Records for this exercise:
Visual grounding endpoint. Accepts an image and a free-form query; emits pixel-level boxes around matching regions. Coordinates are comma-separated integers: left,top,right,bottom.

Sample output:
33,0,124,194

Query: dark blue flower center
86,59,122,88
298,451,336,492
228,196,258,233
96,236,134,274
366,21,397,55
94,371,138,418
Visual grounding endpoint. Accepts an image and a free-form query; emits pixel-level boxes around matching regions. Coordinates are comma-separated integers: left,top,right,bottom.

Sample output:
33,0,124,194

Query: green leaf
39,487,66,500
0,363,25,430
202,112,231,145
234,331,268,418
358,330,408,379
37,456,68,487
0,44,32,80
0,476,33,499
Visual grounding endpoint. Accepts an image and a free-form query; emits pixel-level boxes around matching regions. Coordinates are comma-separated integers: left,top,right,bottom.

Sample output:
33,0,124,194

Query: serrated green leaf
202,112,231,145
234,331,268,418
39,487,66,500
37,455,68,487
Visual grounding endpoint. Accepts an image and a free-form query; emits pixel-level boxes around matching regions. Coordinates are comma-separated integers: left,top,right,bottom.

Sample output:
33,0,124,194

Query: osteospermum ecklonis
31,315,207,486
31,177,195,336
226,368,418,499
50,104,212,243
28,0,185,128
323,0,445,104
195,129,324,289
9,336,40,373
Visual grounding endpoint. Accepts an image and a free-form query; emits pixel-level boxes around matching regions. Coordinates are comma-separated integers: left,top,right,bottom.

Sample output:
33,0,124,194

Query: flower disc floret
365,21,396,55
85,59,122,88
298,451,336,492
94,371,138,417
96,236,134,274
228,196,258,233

Directions for this task: Retype all of the material exactly as it stands above.

Exercise result:
Visual grounding endpoint. Accepts an image and a free-form query; emits pixel-level boxes around matching regions. Coordinates are comma-separated integers: left,top,right,bottom.

Sample output:
33,0,124,194

Query: dark blue flower center
86,59,122,88
298,451,336,492
228,196,258,233
96,236,134,274
366,21,397,55
94,371,138,418
Visual grounding endpoint. Accepts an image and a free-form query; emits pixel-level boxes around matching regions. Coordinates are comma-separated integers: left,top,right,bottom.

Sample output:
33,0,124,194

Query: green leaf
39,487,66,500
0,363,25,430
202,112,231,145
234,331,268,418
358,330,408,379
37,456,68,487
0,44,32,80
0,476,33,499
Visual grounding endpoint. Accepts an image and a free-form query; emits pixel-level boxes around matching regions. Coordinates are comma-separated integers: left,top,right,bottom.

Sample output:
33,0,124,194

Query: serrated green leaf
202,112,231,145
234,331,268,418
39,487,66,500
37,455,68,487
Visual grounding endpoint. Accepts an image and a free-form query; emits pixel-level boxes around matching regions. Coordinates are comma-separated integers: left,top,right,bottom.

Sample output:
33,0,124,194

Query: osteospermum ecklonis
31,315,207,486
31,177,195,336
226,368,418,499
50,104,212,243
28,0,185,128
323,0,445,104
195,129,324,289
9,336,40,373
Visual grounding endpoint. Accepts an image and a free-form query; emits pixel-level boxes around matching regions. Coordinates are comma-separated integers: left,top,right,bottom.

Sample output:
33,0,124,194

Query: flower disc floret
365,21,396,55
85,59,122,88
298,451,336,492
94,371,138,417
96,236,134,274
228,196,258,233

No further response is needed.